» **DOCUMENT SEGMENT**:
________

This is our British English phonetic chart. It is the chart that we use in the Sounds British Interactive British IPA Chart eBook. It is also called the IPA chart and contains forty-four symbols. Each symbol represents a sound in English. It is important that you can distinguish each of the different sounds on the chart.

Some of these symbols in the IPA chart match the letters of the alphabet and have their usual English sound values. That is, the letter of the alphabet and the sound represented by the IPA symbol are always the same. This is only true of the following consonants: p, b, t, d, k, m, n, l, r, f, v, z, h, w. The rest of the consonant letters of the alphabet have no set sound value: c, g, j, q, s, x, y. Neither do the five vowel letters, which are: a, e, i, o, u.

Take the words cat and key for instance. Both begin with a different consonant letter. K is always pronounced as /k/ while C has no set sound value and its sound can change depending on the word in which it is found. In the case of the word cat, C is also pronounced as /k/, but it is not pronounced the same in the word chair. The IPA allows us to write down the actual sound of the word. cat becomes /kæt/ while key becomes /ki:/ and chair becomes /ʧeə/. Phonetic symbols representing sounds not letters will be written between forward slashes //. Anything you see written between forward slashes represents sounds not letters of the alphabet.

On our chart, the vowels are in the top half of the chart in the red and green sections. The red section contains the pure vowels (monophtongs) and the green section contains the gliding vowels (diphthongs). A vowel is a sound which is produced with the whole vocal tract open so that there is no obstruction to the passage of air from the lungs and out of the nose and mouth. Vowels form the peak of syllables in words. For example, in the word vowel we have two syllables, vo and wel. You can see that both syllables contain a vowel sound supported by the consonants.

________

» **RECORDED DATA**:
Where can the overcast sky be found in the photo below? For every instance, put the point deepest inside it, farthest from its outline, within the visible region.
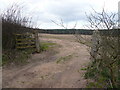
(70, 11)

________

» **WRITTEN TASKS**:
a) Name every consonant letter that the passage on the British English phonetic chart says has no set sound value.
b) Resume the passage on the British English phonetic chart, starting right after its last sentence.

» **TASK-BY-TASK ANSWERS**:
a) c, g, j, q, s, x, y

b)
On our chart, the consonants are in the three rows in bottom blue section. A consonant is a basic speech sound in which the breath is at least partially obstructed, and which can be combined with a vowel to form a syllable. Consonants can only be produced with a vowel. There are twenty-one letters in the English alphabet which represent consonants. These are, B, C, D, F, G, H, J, K, L, M, N, P, Q, R, S, T, V, X, Z, and usually W and Y. The letter Y can be both a consonant, as in the word yolk, and a vowel, as in the word myth and the word funny. The letter W can also be a vowel sound in very rare words such as those borrowed from the Welsh, as in cwm.

The long vowel sound in tree.

This is the 1st vowel symbol on our IPA British phonetic chart.

This is a long vowel sound. We know it is a long vowel because it has 2 marks (:) after it.

This long vowel sound is heard in words such as tree /tri:/, me /mi:/, pea /pi:/.

The short vowel sound in fish

This is the 2nd vowel symbol on our IPA British phonetic chart.

This is a short vowel sound. We know it is a short vowel because it does not have 2 marks (:) after it.

This short vowel sound is heard in words such as fish /fɪʃ/, chips /ʧɪps/, hit /hɪt/.

The short vowel sound in good

This is the 3rd vowel symbol on our I PA British phonetic chart.

This is a short vowel sound. We know it is a short vowel because it does not have 2 marks (:) after it.

This short vowel sound is heard in words such as good /gʊd/, put /pʊt/, foot /fʊt/.

The long vowel sound in boot

This is the 4th vowel symbol in our IPA British phonetic chart

This is a long vowel sound. We know it is a long vowel because it has 2 marks (:) after it.

This long vowel sound is heard in words such as boot /bʊ:t/, glue /glʊ:/, grew /grʊ:/

The short vowel sound in egg

This is the 5th vowel symbol in our IPA British phonetic chart.

This is a short vowel sound. We know it is a short vowel because it does not have 2 marks (:) after it.

This short vowel sound is heard in words such as egg /eg/, leg /leg/, hedge /heʤ/

The schwa

This is the 6th vowel symbol in our IPA British phonetic chart.

This is a short vowel sound. We know it is a short vowel because it does not have 2 marks (:) after it.

This is the most common vowel sound in English. It is the sound used in weakly stressed syllables.

The schwa is heard in words such as sofa /ˈsəʊfə/, along /əˈlɒŋ/, computer /kə mpju:tə/.

Notice the extra symbol /ˈ/ us ed in words with more than one syllable. This shows that the main stress on the word goes on the syllable after the /ˈ/ symbol.

The long vowel sound in bird

This is the 7th vowel symbol in our IPA British phonetic chart.

This is a long vowel sound. We know it is a long vowel because it has 2 marks (:) after it.

This long vowel sound is heard in words such as bird /bɜ:d/, word /wɜ:d/, occur /əˈkɜ:/

The long vowel sound in horse

This is the 8th vowel symbol in our IPA British phonetic chart.

This is a long vowel sound. We know it is a long vowel because it has 2 marks (:) after it.

This long vowel sound is heard in words such as horse /hɔ:s/, fo rce /fɔ:s/, course /k /kɔ:s/.

The short vowel sound in cat

This is the 9th vowel symbol in our IPA British phonetic chart.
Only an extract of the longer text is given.